WHAT IS REQUIRED
Show every line below that contains the word "instance" and copy each one in full.

-------------------------

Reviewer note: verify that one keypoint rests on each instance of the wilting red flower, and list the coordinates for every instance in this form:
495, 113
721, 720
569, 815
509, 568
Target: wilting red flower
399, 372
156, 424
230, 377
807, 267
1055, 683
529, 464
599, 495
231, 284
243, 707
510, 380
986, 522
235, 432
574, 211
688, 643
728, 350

-------------------------

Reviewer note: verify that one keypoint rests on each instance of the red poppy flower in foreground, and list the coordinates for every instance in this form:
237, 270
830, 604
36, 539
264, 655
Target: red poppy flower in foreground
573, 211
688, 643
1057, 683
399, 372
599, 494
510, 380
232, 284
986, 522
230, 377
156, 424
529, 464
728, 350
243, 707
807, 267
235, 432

-------------------------

CORRECT ANSWER
Reviewer note: verify that one keypoint rests on each instance of the wilting red flower, and list the coordinates for every instance in this form:
Reviewer note: verify that one keypoint rests on each instance of the red poppy flower in foreground, and list the coordinates for every instance in this form:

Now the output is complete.